## Task brief
Find where "Detect black shorts." appears in the entries below. That line and all lines after it, through the last, are to be duplicated exactly, with nothing else.
--- Input material ---
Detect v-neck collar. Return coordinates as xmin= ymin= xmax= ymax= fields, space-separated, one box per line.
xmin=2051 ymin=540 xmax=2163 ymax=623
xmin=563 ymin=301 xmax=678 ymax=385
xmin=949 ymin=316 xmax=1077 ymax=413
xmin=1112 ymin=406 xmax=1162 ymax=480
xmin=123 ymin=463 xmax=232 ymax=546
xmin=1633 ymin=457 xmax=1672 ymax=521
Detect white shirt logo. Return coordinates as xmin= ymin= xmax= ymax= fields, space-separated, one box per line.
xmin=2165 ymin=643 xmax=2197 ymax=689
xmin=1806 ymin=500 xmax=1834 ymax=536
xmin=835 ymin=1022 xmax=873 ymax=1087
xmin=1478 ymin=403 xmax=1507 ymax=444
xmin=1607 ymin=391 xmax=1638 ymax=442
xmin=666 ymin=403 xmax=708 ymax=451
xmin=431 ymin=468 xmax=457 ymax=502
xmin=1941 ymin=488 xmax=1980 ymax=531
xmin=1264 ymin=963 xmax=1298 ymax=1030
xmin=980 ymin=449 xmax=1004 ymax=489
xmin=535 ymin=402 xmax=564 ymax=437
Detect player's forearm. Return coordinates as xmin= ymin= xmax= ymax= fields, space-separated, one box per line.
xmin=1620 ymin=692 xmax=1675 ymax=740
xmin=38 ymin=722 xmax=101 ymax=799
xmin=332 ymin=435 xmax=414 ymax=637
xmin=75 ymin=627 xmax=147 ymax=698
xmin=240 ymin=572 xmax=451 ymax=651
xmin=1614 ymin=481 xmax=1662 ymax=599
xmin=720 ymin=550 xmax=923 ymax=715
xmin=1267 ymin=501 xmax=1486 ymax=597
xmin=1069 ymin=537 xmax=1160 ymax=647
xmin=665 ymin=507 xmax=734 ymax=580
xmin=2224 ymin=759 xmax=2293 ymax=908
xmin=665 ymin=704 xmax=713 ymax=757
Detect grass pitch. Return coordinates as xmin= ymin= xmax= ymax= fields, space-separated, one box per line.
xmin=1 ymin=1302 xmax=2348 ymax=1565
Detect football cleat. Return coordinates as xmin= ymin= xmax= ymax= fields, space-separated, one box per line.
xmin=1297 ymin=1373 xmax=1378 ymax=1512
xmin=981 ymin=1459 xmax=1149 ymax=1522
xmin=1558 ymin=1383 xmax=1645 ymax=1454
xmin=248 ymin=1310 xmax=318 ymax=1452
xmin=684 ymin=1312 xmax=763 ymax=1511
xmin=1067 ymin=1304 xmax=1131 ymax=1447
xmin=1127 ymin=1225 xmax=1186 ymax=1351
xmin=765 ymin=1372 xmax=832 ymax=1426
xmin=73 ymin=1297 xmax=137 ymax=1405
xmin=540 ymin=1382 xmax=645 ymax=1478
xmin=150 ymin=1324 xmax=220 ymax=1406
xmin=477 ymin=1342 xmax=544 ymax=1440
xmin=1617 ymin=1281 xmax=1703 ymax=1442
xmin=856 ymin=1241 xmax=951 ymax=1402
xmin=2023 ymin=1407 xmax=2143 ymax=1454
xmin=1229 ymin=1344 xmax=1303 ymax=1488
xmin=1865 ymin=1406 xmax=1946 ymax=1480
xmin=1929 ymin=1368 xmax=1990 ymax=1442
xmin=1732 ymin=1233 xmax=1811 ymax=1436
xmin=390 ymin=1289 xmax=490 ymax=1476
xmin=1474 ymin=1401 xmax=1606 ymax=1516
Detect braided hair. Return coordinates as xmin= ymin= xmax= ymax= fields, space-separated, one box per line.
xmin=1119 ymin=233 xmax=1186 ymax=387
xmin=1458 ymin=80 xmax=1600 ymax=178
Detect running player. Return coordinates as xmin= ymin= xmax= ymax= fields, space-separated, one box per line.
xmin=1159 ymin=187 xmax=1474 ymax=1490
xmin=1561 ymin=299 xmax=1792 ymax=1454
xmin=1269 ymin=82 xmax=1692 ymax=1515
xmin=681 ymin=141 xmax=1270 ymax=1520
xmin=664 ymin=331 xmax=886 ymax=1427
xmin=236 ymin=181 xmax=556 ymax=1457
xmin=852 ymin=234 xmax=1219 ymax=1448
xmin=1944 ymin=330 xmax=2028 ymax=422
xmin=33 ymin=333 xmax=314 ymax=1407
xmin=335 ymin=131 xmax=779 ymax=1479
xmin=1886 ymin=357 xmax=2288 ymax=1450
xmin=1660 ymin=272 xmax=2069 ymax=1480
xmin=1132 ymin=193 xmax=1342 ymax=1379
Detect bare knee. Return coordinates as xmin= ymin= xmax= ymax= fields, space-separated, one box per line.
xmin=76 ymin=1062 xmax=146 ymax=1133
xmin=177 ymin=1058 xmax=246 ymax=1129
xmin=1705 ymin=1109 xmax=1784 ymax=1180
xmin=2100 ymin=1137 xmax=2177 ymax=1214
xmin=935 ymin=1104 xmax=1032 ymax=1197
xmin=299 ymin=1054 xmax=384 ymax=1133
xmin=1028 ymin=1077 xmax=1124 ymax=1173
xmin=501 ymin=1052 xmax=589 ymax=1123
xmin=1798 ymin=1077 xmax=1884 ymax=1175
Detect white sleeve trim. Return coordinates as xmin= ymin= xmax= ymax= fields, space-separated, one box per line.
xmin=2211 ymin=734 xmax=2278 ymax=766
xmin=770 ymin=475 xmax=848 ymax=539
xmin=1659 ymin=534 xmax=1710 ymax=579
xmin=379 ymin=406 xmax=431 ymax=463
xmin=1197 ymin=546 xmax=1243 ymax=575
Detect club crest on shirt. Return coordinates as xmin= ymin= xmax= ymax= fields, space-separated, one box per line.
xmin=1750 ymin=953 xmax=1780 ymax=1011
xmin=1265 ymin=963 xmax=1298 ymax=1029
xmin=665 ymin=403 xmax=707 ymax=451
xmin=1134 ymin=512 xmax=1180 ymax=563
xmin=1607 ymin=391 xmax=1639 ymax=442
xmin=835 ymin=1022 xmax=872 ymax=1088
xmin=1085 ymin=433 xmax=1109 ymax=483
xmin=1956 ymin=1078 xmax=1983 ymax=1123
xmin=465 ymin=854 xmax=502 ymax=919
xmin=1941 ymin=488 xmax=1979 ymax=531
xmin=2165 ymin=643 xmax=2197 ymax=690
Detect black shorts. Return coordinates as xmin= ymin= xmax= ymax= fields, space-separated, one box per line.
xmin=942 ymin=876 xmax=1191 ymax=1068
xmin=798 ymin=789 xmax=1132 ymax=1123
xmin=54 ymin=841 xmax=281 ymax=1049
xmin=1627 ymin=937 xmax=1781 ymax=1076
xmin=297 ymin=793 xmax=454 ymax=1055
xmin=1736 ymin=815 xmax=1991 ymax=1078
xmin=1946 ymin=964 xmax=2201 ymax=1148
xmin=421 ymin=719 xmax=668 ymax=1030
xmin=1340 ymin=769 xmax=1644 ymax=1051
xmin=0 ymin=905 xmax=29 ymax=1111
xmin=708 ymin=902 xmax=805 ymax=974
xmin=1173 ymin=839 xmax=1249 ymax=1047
---
## Task result
Detect black shorts. Return coordinates as xmin= ymin= xmax= ymax= fields, space-separated, one box per line.
xmin=942 ymin=876 xmax=1191 ymax=1068
xmin=798 ymin=789 xmax=1132 ymax=1123
xmin=54 ymin=841 xmax=281 ymax=1049
xmin=1627 ymin=937 xmax=1781 ymax=1076
xmin=297 ymin=793 xmax=454 ymax=1055
xmin=1736 ymin=815 xmax=1991 ymax=1078
xmin=1946 ymin=964 xmax=2201 ymax=1148
xmin=421 ymin=719 xmax=668 ymax=1030
xmin=1340 ymin=769 xmax=1644 ymax=1051
xmin=0 ymin=905 xmax=29 ymax=1111
xmin=708 ymin=902 xmax=805 ymax=974
xmin=1173 ymin=839 xmax=1249 ymax=1047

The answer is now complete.